***** DOCUMENT TEXT

The first step to preparing text to e used in a machine learning model is to tokenize the text.

In other words, generate numbers for the words.

In [10]:
# Optionally set the max number of words to tokenize.
# The out of vocabulary (OOV) token represents words that are not in the index.
# Call `fit_on_text()` on the tokenizer to generate unique numbers for each word.

tokenizer = Tokenizer(num_words= 100, oov_token = '<OOV>')
tokenizer.fit_on_texts(sentences)

## View the word index

After tokenizing the text, the tokenizer has a word index that contains key-value pairs for all the words and their numbers.

The word is the key, and the number is the value.

Notice that the OOV token is the first entry.

In [11]:
# Examine the word index
word_index = tokenizer.word_index
print(word_index)

{'<OOV>': 1, 'i': 2, 'the': 3, 'fair': 4, 'to': 5, 'she': 6, 'as': 7, 'guests': 8, 'will': 9, 'and': 10, 'saw': 11, 'someone': 12, 'knew': 13, 'wherever': 14, 'went': 15, 'during': 16, 'can': 17, 'help': 18, 'themselves': 19, 'refreshments': 20, 'whenever': 21, 'they': 22, 'wish': 23, 'do': 24, 'her': 25, 'best': 26, 'answer': 27, 'them': 28, 'thoroughly': 29, 'possible': 30, 'go': 31, 'a': 32, 'read': 33, 'edit': 34, 'articles': 35, 'for': 36, 'next': 37}


In [13]:
# Get the number for a given word
print(word_index['answer'])

27


## Create sequences for the sentences

After tokenizing the words, the word index contains a unique number for each word.

However, the numbers in the word index are not ordered, unlikely the words in a sentences.

So after tokenizing the words, the next step is to generate sequences for the sentences.

In [14]:
sequences = tokenizer.texts_to_sequences(sentences)
print(sequences)

**********
***** LISTED RECORDS

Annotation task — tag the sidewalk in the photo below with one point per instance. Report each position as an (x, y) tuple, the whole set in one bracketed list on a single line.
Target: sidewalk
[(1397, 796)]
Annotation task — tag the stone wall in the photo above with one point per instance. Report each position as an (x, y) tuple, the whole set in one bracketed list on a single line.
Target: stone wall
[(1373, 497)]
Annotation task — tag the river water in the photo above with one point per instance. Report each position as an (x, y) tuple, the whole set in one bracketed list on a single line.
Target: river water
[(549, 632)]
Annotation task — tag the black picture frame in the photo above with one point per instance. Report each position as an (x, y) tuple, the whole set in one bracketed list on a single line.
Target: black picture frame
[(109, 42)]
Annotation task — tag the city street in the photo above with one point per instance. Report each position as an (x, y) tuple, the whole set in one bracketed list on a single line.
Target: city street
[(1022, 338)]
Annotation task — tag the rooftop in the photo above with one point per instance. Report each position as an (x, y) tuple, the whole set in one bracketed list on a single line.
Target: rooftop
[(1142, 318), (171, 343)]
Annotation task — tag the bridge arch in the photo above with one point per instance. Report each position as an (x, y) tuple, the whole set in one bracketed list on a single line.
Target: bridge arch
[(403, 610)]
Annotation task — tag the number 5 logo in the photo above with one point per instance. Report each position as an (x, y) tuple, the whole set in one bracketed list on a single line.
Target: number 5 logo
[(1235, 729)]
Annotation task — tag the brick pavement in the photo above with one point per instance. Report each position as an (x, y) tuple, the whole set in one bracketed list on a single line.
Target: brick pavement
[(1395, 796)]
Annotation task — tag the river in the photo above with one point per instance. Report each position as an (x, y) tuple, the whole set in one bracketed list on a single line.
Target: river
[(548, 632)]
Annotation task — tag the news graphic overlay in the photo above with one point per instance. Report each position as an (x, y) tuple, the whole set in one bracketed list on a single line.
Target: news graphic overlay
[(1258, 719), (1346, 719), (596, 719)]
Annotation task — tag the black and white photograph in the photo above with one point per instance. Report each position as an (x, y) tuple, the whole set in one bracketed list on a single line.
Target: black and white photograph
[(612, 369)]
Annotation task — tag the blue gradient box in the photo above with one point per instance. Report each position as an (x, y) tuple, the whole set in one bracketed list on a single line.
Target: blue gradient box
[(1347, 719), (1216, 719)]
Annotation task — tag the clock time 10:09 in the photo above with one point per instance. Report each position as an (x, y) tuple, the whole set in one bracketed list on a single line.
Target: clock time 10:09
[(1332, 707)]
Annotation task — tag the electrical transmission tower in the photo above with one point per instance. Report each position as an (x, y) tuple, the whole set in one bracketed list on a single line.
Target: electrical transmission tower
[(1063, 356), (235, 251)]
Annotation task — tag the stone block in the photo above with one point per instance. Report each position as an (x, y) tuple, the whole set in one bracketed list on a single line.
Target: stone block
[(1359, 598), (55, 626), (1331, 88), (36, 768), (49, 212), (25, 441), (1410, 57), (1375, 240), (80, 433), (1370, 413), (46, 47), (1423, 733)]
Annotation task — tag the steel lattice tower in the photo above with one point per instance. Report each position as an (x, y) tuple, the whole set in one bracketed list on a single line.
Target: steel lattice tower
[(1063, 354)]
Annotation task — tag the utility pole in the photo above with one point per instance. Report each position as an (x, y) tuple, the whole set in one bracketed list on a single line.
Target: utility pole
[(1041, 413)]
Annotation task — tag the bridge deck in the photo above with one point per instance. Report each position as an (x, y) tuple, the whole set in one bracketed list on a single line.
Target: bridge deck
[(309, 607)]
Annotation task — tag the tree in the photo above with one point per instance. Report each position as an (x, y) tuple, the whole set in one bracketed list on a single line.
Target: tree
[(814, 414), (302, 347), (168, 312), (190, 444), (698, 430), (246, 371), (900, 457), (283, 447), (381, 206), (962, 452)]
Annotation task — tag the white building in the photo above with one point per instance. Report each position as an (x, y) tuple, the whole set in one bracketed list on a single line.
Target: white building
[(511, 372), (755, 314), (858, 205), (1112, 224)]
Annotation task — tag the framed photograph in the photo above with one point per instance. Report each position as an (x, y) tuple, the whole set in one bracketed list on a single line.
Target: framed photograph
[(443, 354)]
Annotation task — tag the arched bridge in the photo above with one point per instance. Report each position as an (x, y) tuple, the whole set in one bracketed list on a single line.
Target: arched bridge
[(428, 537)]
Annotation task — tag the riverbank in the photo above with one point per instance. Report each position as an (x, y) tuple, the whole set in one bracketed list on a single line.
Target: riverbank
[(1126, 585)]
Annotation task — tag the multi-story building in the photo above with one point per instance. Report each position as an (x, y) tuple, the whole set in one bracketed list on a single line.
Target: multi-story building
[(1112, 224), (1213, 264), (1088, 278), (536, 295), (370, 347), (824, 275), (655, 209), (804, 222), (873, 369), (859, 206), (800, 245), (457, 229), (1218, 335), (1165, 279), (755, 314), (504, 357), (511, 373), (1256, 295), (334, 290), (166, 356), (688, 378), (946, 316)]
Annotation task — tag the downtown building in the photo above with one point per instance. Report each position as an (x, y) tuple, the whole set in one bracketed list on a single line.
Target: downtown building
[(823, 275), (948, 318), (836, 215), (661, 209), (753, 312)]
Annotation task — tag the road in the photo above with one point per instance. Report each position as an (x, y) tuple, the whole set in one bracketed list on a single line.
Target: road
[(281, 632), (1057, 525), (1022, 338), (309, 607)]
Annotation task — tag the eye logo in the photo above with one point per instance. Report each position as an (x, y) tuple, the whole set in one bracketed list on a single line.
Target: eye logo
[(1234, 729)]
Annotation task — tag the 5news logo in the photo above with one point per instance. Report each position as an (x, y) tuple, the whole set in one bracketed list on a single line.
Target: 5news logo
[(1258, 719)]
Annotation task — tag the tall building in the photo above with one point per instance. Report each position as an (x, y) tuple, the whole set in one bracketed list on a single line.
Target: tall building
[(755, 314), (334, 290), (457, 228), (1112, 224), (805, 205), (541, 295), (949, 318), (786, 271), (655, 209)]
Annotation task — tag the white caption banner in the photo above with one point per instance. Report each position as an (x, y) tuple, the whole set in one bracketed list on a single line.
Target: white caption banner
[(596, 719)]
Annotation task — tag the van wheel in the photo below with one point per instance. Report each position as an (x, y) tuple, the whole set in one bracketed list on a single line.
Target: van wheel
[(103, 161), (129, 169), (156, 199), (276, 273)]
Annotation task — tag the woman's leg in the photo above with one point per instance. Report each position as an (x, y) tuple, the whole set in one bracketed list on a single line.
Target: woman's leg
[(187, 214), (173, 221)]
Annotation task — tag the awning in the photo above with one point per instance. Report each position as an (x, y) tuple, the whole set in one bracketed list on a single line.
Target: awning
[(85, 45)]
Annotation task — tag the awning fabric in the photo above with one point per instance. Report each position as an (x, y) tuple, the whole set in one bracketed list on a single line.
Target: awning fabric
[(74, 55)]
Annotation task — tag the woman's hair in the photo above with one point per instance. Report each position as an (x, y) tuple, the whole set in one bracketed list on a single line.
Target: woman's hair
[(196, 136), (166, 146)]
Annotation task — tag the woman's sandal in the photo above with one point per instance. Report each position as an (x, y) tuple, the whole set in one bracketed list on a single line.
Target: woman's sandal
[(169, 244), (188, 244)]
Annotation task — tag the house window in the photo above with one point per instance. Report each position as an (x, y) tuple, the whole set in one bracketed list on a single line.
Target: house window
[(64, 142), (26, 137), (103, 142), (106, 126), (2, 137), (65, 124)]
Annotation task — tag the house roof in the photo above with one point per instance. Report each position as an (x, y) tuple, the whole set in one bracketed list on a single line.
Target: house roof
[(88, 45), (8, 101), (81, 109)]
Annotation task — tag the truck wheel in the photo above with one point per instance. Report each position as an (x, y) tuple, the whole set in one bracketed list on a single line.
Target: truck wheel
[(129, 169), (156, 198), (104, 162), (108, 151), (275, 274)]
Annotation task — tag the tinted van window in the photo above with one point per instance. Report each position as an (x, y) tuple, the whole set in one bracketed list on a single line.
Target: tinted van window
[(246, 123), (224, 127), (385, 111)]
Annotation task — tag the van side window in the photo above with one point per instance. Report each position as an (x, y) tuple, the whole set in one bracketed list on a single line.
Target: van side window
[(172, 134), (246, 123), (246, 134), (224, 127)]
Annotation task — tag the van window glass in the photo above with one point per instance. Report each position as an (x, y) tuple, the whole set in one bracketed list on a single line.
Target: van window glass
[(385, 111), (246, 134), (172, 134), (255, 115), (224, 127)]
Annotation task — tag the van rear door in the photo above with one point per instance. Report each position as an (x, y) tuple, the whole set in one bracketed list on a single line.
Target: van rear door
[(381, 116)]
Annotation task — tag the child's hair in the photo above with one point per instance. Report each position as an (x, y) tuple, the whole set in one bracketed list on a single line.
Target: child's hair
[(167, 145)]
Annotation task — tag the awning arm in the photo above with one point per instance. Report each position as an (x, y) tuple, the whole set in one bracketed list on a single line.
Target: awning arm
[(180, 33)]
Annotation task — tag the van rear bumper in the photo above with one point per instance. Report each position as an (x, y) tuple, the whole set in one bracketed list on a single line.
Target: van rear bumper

**********

REQUIREMENTS:
Answer these questions using the text on tokenizing above:
1. What value is given to num_words when the tokenizer is created?
2. In the word index, which part of each pair is the key and which is the value?
3. What number is printed for the word 'answer'?

TASK RESULT:
1. 100
2. The word is the key, and the number is the value.
3. 27